- **EXERCISE OBJECTIVE**
Write out all the lines below again, requests included, and shift every coordinate in the answer points up by 95. Leave the pictures out.

- **RECORD EXTRACTS**
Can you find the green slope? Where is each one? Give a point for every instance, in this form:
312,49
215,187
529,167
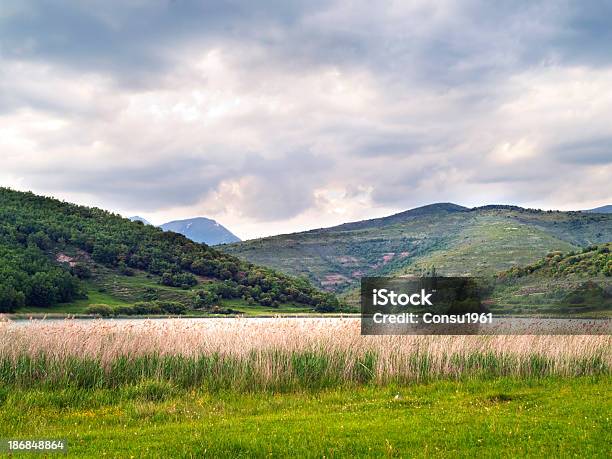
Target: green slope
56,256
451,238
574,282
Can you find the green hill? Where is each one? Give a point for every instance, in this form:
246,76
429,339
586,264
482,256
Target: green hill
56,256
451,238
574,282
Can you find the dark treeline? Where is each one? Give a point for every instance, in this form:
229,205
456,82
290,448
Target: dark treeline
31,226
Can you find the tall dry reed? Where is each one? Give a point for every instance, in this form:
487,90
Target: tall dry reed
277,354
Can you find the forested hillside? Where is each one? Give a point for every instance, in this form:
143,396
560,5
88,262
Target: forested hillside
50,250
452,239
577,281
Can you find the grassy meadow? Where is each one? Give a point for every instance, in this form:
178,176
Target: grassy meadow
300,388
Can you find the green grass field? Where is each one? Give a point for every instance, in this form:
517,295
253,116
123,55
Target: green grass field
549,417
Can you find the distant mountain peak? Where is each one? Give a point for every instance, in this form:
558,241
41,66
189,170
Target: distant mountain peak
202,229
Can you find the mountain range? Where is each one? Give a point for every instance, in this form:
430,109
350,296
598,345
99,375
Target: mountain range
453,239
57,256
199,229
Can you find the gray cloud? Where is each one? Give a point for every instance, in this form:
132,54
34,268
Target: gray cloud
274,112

- **OUTPUT FOR THIS EXERCISE**
Can you find the green slope? Where is each one? Give a point for every instance, in this form:
312,49
215,187
529,167
Target: green slope
151,351
546,333
669,377
Can you find the green hill? Where is each one? Give a point for every instance, in this form:
246,76
429,339
586,264
482,256
Target: green hill
151,351
546,333
669,377
Can you find the dark treeline? Where is each one? Give a point for every instance, in this form:
229,205
456,82
290,448
Target: dark treeline
126,321
Can you find the tall dry reed? Where is each one? Give a point for every instance, in this form:
487,90
Target: tall dry reed
372,449
Can you find the forested hillside? Where is each one? Give a point for every instance, in this form:
143,396
560,5
88,262
Target: forested hillside
145,345
547,334
672,376
Can you find the grassy meadow? Where is each one? Give a point for every instance, in this form:
178,176
Target: grassy meadow
395,483
Can you find the green grass field? Where is each one? Give a point for every instance, in this form:
517,295
253,116
123,55
Target: green grass field
644,512
Can you find the distant mountain peak? Where is each one? Give a point for every instance, in this form:
558,241
41,66
189,170
Target: distant mountain peak
297,324
Can you find the mountain range? Where is each one? Give a point for every instance, in this form:
430,109
350,296
598,345
99,375
Target: mountain range
548,334
152,351
294,324
Can you find the gray cloud? Where is each one? Give a point for every instance, in this form:
132,54
34,268
Target: gray cloud
369,207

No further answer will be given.